TEXT BLOCK »
__________________________________________________

Prior art points to the system offered by Xcellerex (http://www.xcellerex.com/flexfactory-design.htm) that proposes to use proprietary FlexFactory process train that is comprised of disposables-based unit operations which minimizes the risk of cross-contamination. Each unit operation is enclosed in a controlled environment module (CEM), which is co-located in common, controlled manufacturing space. The CEM provides a localized clean environment around the equipment and with positive pressure to the room. The environmental standards for the FlexFactory CEM's are based on traditional clean room standards. Operators stand outside the CEM and access the equipment access through iris ports. The need for multiple airlocks and gowning and re-gowning rooms is eliminated. While this system provides isolation of operation, the plan is flawed because there is no definite way to assure that a breach in the system will not take place and if it does, then it will immediately contaminate the product. This concept has some applications but it is unlikely that the regulatory agencies would allow use of the FlexFactory for commercial production of biological drugs.
The present invention provided a completely closed bioreactor wherein all inlets are provided through a 0.22-micron filter, the exhaust recirculates and the nutrient medium outlet is kept sealed until the bioreactor is ready for draining. Additionally, all those contacts where a clean room exposure is required such as introduction of biological culture and handling the manufactured product are conducted in controlled environment.
The present invention of a closed bioreactor can be operated without the limitations of the FlexFactory of a physical space where it must be located, it can be of any size, a limitation of FlexFactory, and provides continuous protection of the product from the environment and the environment from the product. The major difference between the FlexFactory and the present invention is that the present invention protects the product directly, while FlexFactory provide a protection around the container holding a product.

__________________________________________________

DATA SECTION »
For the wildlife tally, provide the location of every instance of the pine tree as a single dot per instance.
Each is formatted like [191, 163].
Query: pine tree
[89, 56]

__________________________________________________

ABOUT THIS EXERCISE » Copy out the entire bioreactor passage word for word. Draw only on the bioreactor passage and disregard the listing.

ANSWER SPACE »
Prior art points to the system offered by Xcellerex (http://www.xcellerex.com/flexfactory-design.htm) that proposes to use proprietary FlexFactory process train that is comprised of disposables-based unit operations which minimizes the risk of cross-contamination. Each unit operation is enclosed in a controlled environment module (CEM), which is co-located in common, controlled manufacturing space. The CEM provides a localized clean environment around the equipment and with positive pressure to the room. The environmental standards for the FlexFactory CEM's are based on traditional clean room standards. Operators stand outside the CEM and access the equipment access through iris ports. The need for multiple airlocks and gowning and re-gowning rooms is eliminated. While this system provides isolation of operation, the plan is flawed because there is no definite way to assure that a breach in the system will not take place and if it does, then it will immediately contaminate the product. This concept has some applications but it is unlikely that the regulatory agencies would allow use of the FlexFactory for commercial production of biological drugs.
The present invention provided a completely closed bioreactor wherein all inlets are provided through a 0.22-micron filter, the exhaust recirculates and the nutrient medium outlet is kept sealed until the bioreactor is ready for draining. Additionally, all those contacts where a clean room exposure is required such as introduction of biological culture and handling the manufactured product are conducted in controlled environment.
The present invention of a closed bioreactor can be operated without the limitations of the FlexFactory of a physical space where it must be located, it can be of any size, a limitation of FlexFactory, and provides continuous protection of the product from the environment and the environment from the product. The major difference between the FlexFactory and the present invention is that the present invention protects the product directly, while FlexFactory provide a protection around the container holding a product.